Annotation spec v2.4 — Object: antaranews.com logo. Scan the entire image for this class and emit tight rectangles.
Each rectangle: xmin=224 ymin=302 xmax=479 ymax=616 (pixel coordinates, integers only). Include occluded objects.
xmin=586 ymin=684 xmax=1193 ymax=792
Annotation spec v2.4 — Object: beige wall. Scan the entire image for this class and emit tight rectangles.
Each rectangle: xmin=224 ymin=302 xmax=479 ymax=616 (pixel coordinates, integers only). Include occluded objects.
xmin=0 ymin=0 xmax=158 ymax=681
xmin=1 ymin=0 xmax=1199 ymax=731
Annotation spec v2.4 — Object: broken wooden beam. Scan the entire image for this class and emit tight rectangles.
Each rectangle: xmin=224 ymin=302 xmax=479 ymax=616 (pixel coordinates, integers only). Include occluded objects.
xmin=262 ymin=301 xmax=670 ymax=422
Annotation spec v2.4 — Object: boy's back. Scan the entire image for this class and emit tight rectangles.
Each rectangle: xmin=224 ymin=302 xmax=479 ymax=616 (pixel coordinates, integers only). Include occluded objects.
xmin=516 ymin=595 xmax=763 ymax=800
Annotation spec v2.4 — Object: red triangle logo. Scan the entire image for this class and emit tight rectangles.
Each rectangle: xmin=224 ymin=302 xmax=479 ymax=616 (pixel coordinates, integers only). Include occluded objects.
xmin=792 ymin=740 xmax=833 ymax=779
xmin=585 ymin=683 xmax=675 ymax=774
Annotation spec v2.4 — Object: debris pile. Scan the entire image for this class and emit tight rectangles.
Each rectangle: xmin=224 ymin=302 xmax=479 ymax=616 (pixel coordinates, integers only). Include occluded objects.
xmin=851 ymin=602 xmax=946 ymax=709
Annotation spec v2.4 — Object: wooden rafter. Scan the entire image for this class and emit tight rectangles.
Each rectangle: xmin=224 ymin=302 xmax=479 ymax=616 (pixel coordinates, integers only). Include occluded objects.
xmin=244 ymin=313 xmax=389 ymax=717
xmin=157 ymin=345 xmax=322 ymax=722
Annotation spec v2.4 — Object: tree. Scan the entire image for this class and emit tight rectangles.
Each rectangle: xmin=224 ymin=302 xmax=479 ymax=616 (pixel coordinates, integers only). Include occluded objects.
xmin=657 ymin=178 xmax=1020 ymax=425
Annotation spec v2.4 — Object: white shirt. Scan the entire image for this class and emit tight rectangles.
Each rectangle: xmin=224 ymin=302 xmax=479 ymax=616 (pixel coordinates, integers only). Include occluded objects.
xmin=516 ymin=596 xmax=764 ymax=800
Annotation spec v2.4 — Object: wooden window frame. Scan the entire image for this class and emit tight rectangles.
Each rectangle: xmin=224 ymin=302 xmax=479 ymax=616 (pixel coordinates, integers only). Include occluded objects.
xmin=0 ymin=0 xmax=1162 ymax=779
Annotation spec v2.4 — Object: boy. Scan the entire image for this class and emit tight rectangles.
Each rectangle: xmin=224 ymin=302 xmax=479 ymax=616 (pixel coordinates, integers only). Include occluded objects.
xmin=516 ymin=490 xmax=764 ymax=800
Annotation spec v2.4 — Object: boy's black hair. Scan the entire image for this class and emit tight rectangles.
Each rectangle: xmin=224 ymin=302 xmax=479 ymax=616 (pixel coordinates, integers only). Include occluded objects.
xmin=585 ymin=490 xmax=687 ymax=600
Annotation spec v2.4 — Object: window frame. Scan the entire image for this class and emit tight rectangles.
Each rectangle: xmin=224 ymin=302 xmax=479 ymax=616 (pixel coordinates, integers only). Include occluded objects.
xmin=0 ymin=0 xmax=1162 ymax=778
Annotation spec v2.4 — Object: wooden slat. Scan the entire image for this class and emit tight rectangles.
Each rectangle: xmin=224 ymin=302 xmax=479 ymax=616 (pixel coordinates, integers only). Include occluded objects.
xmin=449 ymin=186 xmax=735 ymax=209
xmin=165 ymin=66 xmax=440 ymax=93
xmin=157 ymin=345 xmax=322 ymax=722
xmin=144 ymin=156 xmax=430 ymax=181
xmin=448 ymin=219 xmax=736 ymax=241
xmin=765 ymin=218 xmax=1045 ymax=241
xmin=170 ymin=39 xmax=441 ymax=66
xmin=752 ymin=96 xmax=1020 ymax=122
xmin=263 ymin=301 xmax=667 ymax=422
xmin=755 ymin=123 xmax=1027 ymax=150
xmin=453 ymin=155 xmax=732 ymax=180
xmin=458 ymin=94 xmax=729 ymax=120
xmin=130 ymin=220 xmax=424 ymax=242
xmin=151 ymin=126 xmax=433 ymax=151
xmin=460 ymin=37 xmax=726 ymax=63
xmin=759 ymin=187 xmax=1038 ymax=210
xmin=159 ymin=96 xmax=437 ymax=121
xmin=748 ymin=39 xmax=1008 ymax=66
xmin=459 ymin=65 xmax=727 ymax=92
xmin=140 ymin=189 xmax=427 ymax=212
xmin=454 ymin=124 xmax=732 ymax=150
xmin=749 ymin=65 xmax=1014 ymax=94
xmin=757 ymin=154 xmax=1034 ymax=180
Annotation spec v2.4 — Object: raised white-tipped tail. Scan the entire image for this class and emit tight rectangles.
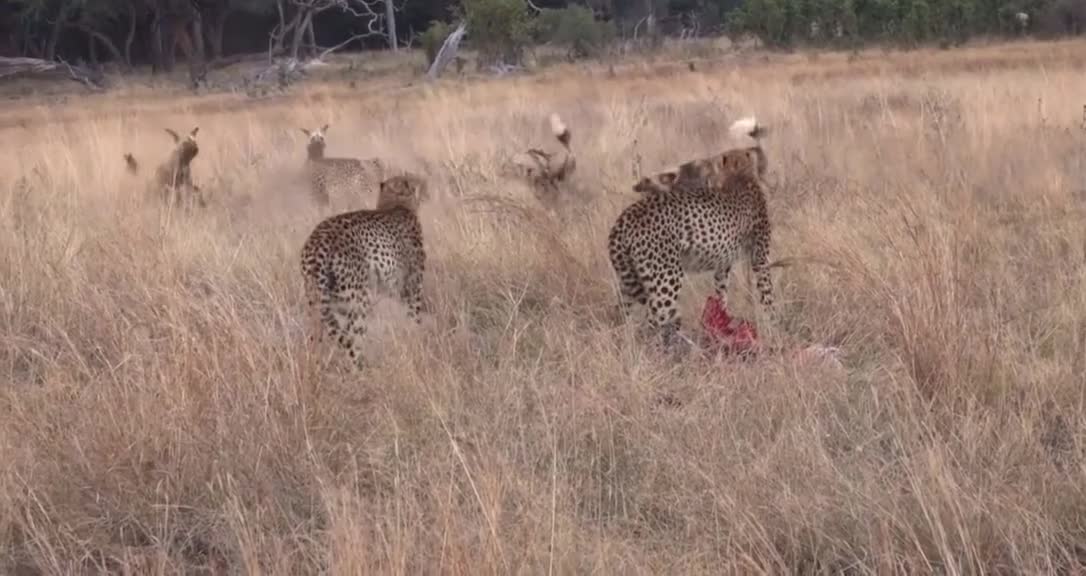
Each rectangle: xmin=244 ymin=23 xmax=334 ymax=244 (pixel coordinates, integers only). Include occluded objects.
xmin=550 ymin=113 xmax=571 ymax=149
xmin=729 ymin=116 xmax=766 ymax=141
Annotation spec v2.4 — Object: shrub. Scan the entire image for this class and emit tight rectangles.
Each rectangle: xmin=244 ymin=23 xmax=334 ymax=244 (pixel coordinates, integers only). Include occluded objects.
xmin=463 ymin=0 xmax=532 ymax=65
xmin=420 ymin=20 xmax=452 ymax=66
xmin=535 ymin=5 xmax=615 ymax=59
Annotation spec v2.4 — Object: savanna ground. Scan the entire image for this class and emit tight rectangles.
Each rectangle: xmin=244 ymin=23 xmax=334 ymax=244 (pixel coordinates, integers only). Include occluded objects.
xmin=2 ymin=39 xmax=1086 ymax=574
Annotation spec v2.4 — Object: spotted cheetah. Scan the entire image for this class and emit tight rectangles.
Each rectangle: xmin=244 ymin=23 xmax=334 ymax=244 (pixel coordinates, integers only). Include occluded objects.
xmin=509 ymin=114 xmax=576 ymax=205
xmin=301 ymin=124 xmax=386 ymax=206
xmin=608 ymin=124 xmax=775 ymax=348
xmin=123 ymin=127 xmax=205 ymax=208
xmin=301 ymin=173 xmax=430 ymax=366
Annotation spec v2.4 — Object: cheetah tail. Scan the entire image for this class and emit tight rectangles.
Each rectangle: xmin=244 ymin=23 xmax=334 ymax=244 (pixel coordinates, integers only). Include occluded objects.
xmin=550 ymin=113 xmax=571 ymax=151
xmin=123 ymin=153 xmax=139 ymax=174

+++

Transcribe each line of the material above verbatim, but do not include the images.

Solution to this problem >>
Annotation spec v2.4 — Object: antaranews.com logo. Scan the entire image for this class and emit tight rectangles.
Each rectangle: xmin=224 ymin=302 xmax=479 ymax=616 (pixel coordinates, integers only). Include occluded objects.
xmin=586 ymin=684 xmax=1193 ymax=792
Annotation spec v2.4 — Object: beige wall. Scan the entire image for this class and emit tight rectangles.
Each rectangle: xmin=224 ymin=302 xmax=479 ymax=616 (pixel coordinates, integers only). Include occluded objects.
xmin=0 ymin=0 xmax=158 ymax=681
xmin=1 ymin=0 xmax=1199 ymax=731
Annotation spec v2.4 — Object: broken wooden beam. Scan the entire image for this class and emit tight rectangles.
Each rectangle: xmin=224 ymin=302 xmax=479 ymax=616 (pixel coordinates, integers only). Include occluded objects.
xmin=262 ymin=301 xmax=670 ymax=422
Annotation spec v2.4 — Object: boy's back. Scan the entire image for this class and emit tight rectangles.
Each rectangle: xmin=224 ymin=302 xmax=479 ymax=616 (pixel coordinates, integers only). Include occluded objects.
xmin=516 ymin=595 xmax=763 ymax=800
Annotation spec v2.4 — Object: red triangle logo. Scan the entire image for this class and emit tight rectangles.
Each rectangle: xmin=224 ymin=302 xmax=479 ymax=616 (pixel coordinates, integers only). Include occluded objects.
xmin=792 ymin=740 xmax=833 ymax=779
xmin=585 ymin=683 xmax=675 ymax=774
Annotation spec v2.4 — Object: debris pile. Scan the entire image for this class and emit tight rectangles.
Each rectangle: xmin=224 ymin=302 xmax=479 ymax=616 (pixel coordinates, integers only). Include occluded objects.
xmin=851 ymin=602 xmax=946 ymax=709
Annotation spec v2.4 — Object: wooden rafter. Scan the entire image for this class and emit tight rectangles.
Each rectangle: xmin=224 ymin=302 xmax=479 ymax=616 (pixel coordinates, integers only). Include occluded objects.
xmin=244 ymin=313 xmax=389 ymax=717
xmin=157 ymin=345 xmax=322 ymax=722
Annotation spec v2.4 — Object: tree. Scan the entire image for this class and emit tight rectangles.
Each rectangle: xmin=224 ymin=302 xmax=479 ymax=616 (pixel coordinates, integers only). Include occluded objects.
xmin=657 ymin=178 xmax=1020 ymax=425
Annotation spec v2.4 — Object: white shirt. Scan the entire image for this class and emit tight rectangles.
Each rectangle: xmin=224 ymin=302 xmax=479 ymax=616 (pixel coordinates, integers only). Include occluded objects.
xmin=516 ymin=596 xmax=764 ymax=800
Annotation spec v2.4 — Object: wooden window frame. Scan the entire image for this class and emit tight rectangles.
Each rectangle: xmin=224 ymin=302 xmax=479 ymax=616 (pixel coordinates, integers only). Include occluded objects.
xmin=0 ymin=0 xmax=1162 ymax=779
Annotation spec v2.4 — Object: boy. Scan the entire image for this class and emit tight rectangles.
Each rectangle: xmin=224 ymin=302 xmax=479 ymax=616 (pixel coordinates, integers only). Include occluded objects.
xmin=516 ymin=490 xmax=764 ymax=800
Annotation spec v2.4 — Object: boy's black hair. Scan the entire image for this class and emit tight rectangles.
Each rectangle: xmin=224 ymin=302 xmax=479 ymax=616 (pixel coordinates, integers only). Include occluded objects.
xmin=585 ymin=490 xmax=687 ymax=600
Annotation spec v2.4 — Object: window frame. Scan the entire image for this class and emit tight rectangles.
Each rectangle: xmin=224 ymin=302 xmax=479 ymax=616 (pixel coordinates, integers only). Include occluded objects.
xmin=0 ymin=0 xmax=1162 ymax=778
Annotation spec v2.4 — Object: wooden slat. Scan the entire image for this class and emit tight rectangles.
Each rectangle: xmin=224 ymin=302 xmax=479 ymax=616 (pixel coordinates, integers only). Include occluded objects.
xmin=449 ymin=186 xmax=735 ymax=209
xmin=165 ymin=66 xmax=440 ymax=93
xmin=157 ymin=345 xmax=322 ymax=722
xmin=144 ymin=156 xmax=430 ymax=181
xmin=448 ymin=219 xmax=736 ymax=241
xmin=765 ymin=218 xmax=1045 ymax=241
xmin=170 ymin=39 xmax=441 ymax=66
xmin=752 ymin=96 xmax=1020 ymax=122
xmin=263 ymin=301 xmax=667 ymax=422
xmin=755 ymin=123 xmax=1027 ymax=150
xmin=453 ymin=155 xmax=732 ymax=180
xmin=458 ymin=94 xmax=729 ymax=120
xmin=130 ymin=220 xmax=424 ymax=242
xmin=151 ymin=126 xmax=433 ymax=151
xmin=460 ymin=37 xmax=726 ymax=63
xmin=759 ymin=187 xmax=1038 ymax=210
xmin=159 ymin=96 xmax=437 ymax=121
xmin=748 ymin=39 xmax=1008 ymax=66
xmin=459 ymin=65 xmax=727 ymax=92
xmin=140 ymin=189 xmax=427 ymax=212
xmin=454 ymin=124 xmax=732 ymax=150
xmin=749 ymin=65 xmax=1014 ymax=94
xmin=757 ymin=154 xmax=1034 ymax=180
Annotation spec v2.4 — Object: raised white-tipped tail. Scan the entire image for this class and emit tight rectangles.
Each rectangle: xmin=244 ymin=23 xmax=334 ymax=244 (pixel coordinates, integers only). Include occluded objects.
xmin=550 ymin=113 xmax=571 ymax=149
xmin=729 ymin=116 xmax=766 ymax=141
Annotation spec v2.4 — Object: shrub. Scan the entire image for this class and emit tight rectangles.
Each rectangle: xmin=244 ymin=23 xmax=334 ymax=244 (pixel coordinates, integers only). Include occluded objects.
xmin=463 ymin=0 xmax=532 ymax=65
xmin=420 ymin=20 xmax=452 ymax=66
xmin=535 ymin=5 xmax=615 ymax=59
Annotation spec v2.4 — Object: savanna ground. Scan the entire image for this class and emit tight rectangles.
Each rectangle: xmin=244 ymin=23 xmax=334 ymax=244 (pixel coordinates, integers only). Include occluded objects.
xmin=2 ymin=39 xmax=1086 ymax=574
Annotation spec v2.4 — Object: spotted cheetah. Scan the entire image for this class and emit tight rectangles.
Each rectangle: xmin=244 ymin=23 xmax=334 ymax=244 (pixel coordinates, integers only). Include occluded objects.
xmin=509 ymin=114 xmax=576 ymax=205
xmin=301 ymin=124 xmax=386 ymax=206
xmin=608 ymin=124 xmax=775 ymax=348
xmin=123 ymin=127 xmax=205 ymax=208
xmin=301 ymin=173 xmax=430 ymax=366
Annotation spec v2.4 — Object: cheetah tail. Scan the entire image for this class and emit tight rectangles.
Each rectangle: xmin=244 ymin=23 xmax=334 ymax=244 (pixel coordinates, integers only). Include occluded objects.
xmin=550 ymin=113 xmax=571 ymax=151
xmin=123 ymin=153 xmax=139 ymax=174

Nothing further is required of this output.